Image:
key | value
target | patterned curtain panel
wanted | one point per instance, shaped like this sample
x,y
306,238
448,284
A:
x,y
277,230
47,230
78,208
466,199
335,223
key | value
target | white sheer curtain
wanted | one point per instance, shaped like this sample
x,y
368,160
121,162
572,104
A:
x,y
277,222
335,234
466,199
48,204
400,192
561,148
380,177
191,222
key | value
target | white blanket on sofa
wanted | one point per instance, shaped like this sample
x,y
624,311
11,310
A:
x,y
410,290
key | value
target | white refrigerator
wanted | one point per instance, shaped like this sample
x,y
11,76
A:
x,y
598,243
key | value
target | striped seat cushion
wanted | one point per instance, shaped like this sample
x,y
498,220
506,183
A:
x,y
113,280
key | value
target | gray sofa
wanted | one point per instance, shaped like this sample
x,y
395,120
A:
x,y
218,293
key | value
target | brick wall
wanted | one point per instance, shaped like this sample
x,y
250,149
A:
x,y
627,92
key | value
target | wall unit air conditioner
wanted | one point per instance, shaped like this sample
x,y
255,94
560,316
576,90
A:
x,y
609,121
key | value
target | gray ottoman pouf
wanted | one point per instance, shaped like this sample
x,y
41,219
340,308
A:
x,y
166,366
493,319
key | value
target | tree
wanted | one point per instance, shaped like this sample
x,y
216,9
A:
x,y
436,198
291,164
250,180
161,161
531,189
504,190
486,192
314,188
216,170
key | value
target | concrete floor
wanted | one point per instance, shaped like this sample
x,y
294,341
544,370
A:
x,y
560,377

__Exercise brief__
In the records above, find the line containing "target | wall unit air conditioner" and print it and every later line exactly, through the last one.

__Written answer__
target | wall unit air conditioner
wanted | one point per instance, shaped like this sample
x,y
255,94
560,316
576,90
A:
x,y
609,121
key | value
target | gray ottoman pouf
wanted | one point per instance, shaped like this sample
x,y
41,219
340,308
A:
x,y
166,366
493,319
key | value
target | tree
wanted | one point per instance, shaped like this sample
x,y
216,9
A:
x,y
436,198
291,164
250,180
161,161
531,189
504,190
486,192
314,188
216,170
key | value
target | concrete floor
wanted | one point per instance, shaped like this sample
x,y
294,341
544,370
A:
x,y
560,377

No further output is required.